▶ [What is needed]
Please transcribe the data below in full, word for word, without the images.

Records from a collection
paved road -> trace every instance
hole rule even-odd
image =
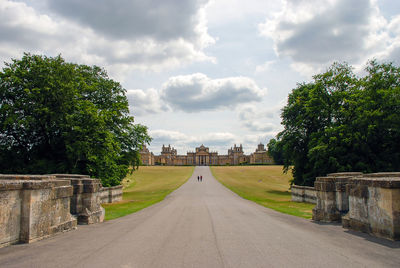
[[[208,167],[197,167],[163,202],[2,248],[0,266],[400,267],[400,242],[271,211],[224,188]]]

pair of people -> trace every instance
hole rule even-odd
[[[197,181],[203,181],[203,176],[197,176]]]

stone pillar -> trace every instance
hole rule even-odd
[[[349,212],[344,228],[400,240],[400,172],[352,178],[347,185]]]
[[[0,247],[19,242],[22,188],[21,181],[0,178]]]
[[[346,172],[318,177],[314,183],[317,205],[313,209],[312,219],[324,222],[340,221],[341,216],[349,209],[346,184],[350,178],[360,175],[360,172]]]
[[[71,214],[78,218],[79,224],[102,222],[104,209],[101,207],[101,183],[87,175],[54,174],[57,179],[68,180],[74,187],[71,197]]]
[[[30,243],[76,227],[69,199],[72,187],[67,181],[31,181],[24,183],[20,241]]]

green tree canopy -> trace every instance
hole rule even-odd
[[[80,173],[118,185],[150,140],[102,68],[24,54],[0,72],[1,173]]]
[[[283,148],[282,143],[276,139],[270,139],[267,144],[268,154],[274,159],[275,164],[283,165]]]
[[[277,143],[295,184],[332,172],[400,170],[400,68],[371,61],[365,71],[356,77],[336,63],[289,94]]]

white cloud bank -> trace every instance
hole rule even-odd
[[[283,0],[281,11],[259,30],[273,40],[278,56],[291,58],[295,70],[309,75],[333,61],[399,60],[398,20],[388,22],[375,0]]]
[[[126,96],[129,102],[129,110],[134,115],[157,114],[169,111],[169,107],[159,96],[157,90],[130,89]]]
[[[274,136],[282,129],[282,126],[278,122],[280,110],[283,106],[284,102],[269,108],[245,105],[239,109],[239,120],[244,127],[253,133],[264,133],[263,135]]]
[[[260,102],[265,94],[266,89],[248,77],[211,79],[201,73],[170,77],[160,90],[130,89],[126,93],[134,115],[236,108]]]
[[[161,98],[176,110],[197,112],[259,102],[265,93],[266,89],[248,77],[211,79],[195,73],[169,78],[163,84]]]
[[[202,0],[0,0],[0,57],[61,53],[115,72],[213,61],[203,51],[214,42],[205,5]]]

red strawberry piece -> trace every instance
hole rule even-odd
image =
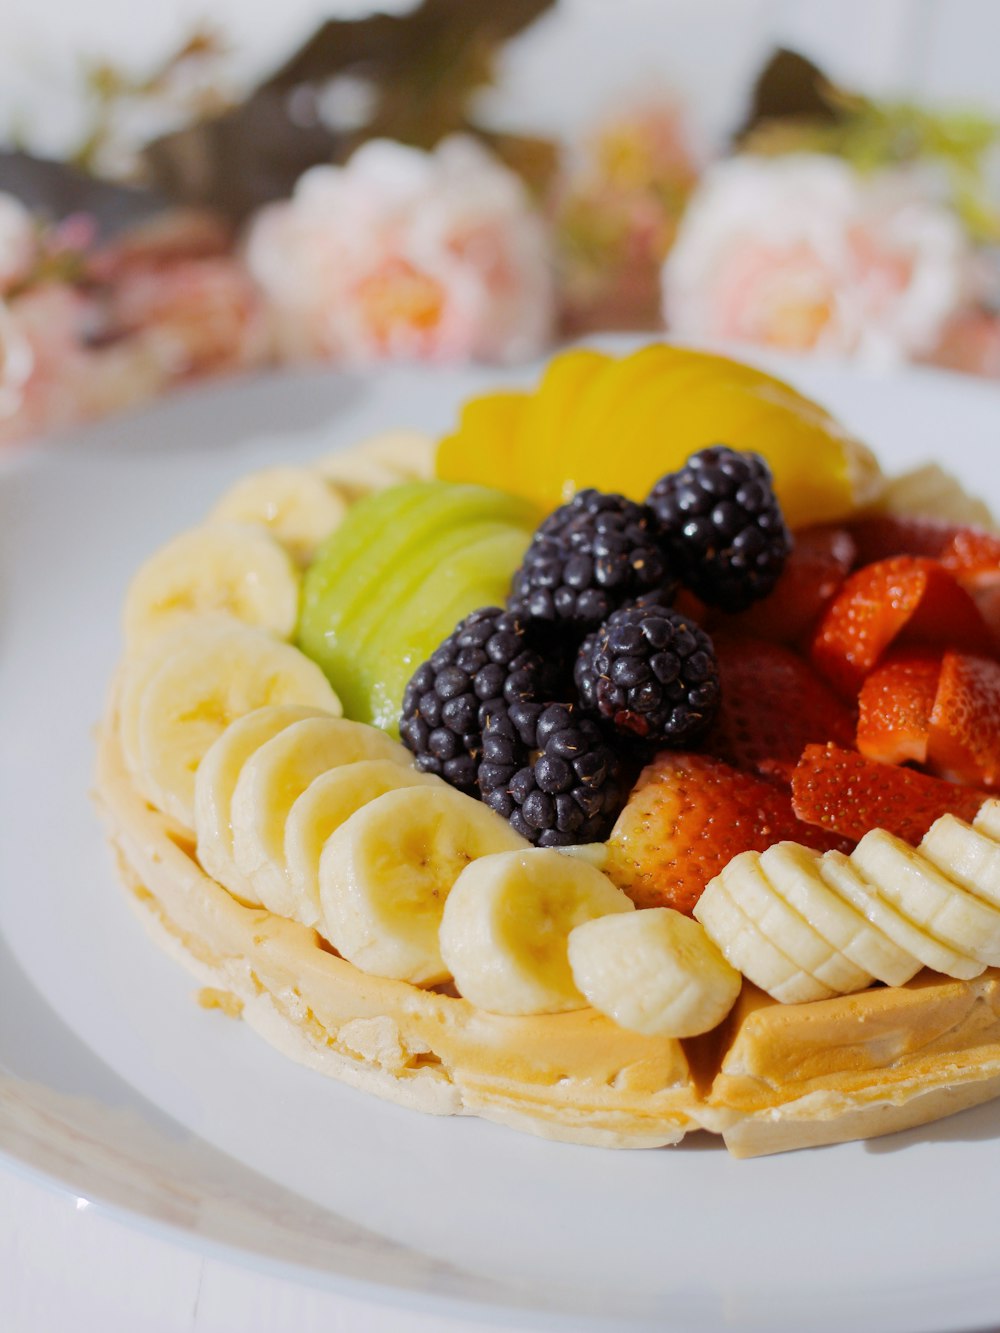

▶ [Answer to the problem]
paved road -> trace every instance
hole rule even-odd
image =
[[[208,167],[197,167],[163,202],[2,248],[0,266],[400,267],[400,242],[271,211],[224,188]]]

pair of people -> trace every instance
hole rule even-odd
[[[197,181],[203,181],[203,176],[197,176]]]

stone pillar -> trace every instance
hole rule even-odd
[[[349,212],[344,228],[400,240],[400,172],[352,178],[347,185]]]
[[[0,247],[19,242],[22,188],[21,181],[0,178]]]
[[[346,172],[318,177],[314,183],[317,205],[313,209],[312,219],[324,222],[340,221],[341,216],[349,209],[346,184],[350,178],[360,175],[360,172]]]
[[[71,214],[78,218],[79,224],[102,222],[104,209],[101,207],[101,183],[87,175],[54,174],[57,179],[68,180],[74,187],[71,197]]]
[[[30,243],[76,227],[69,199],[72,187],[67,181],[31,181],[24,183],[20,241]]]

green tree canopy -> trace every instance
hole rule even-odd
[[[80,173],[118,185],[150,140],[102,68],[24,54],[0,72],[1,173]]]
[[[283,148],[282,143],[276,139],[270,139],[267,144],[268,154],[274,159],[275,164],[283,165]]]
[[[277,143],[295,184],[332,172],[400,170],[400,68],[371,61],[365,71],[356,77],[336,63],[289,94]]]

white cloud bank -> trace every instance
hole rule even-odd
[[[283,0],[281,11],[259,30],[273,40],[278,56],[291,58],[295,70],[309,75],[333,61],[399,60],[398,20],[388,22],[375,0]]]
[[[126,96],[129,102],[129,110],[134,115],[157,114],[169,111],[169,107],[159,96],[157,90],[130,89]]]
[[[274,136],[282,129],[282,126],[278,122],[280,110],[283,106],[284,102],[269,108],[245,105],[239,109],[239,120],[244,127],[253,133],[264,133],[263,135]]]
[[[260,102],[265,94],[266,89],[248,77],[211,79],[201,73],[170,77],[160,90],[130,89],[126,93],[134,115],[236,108]]]
[[[161,98],[176,110],[197,112],[259,102],[265,93],[266,89],[248,77],[211,79],[195,73],[169,78],[163,84]]]
[[[202,0],[0,0],[0,57],[61,53],[115,72],[213,61],[203,51],[214,42],[205,5]]]

red strawberry piece -> trace every instance
hole rule even-odd
image =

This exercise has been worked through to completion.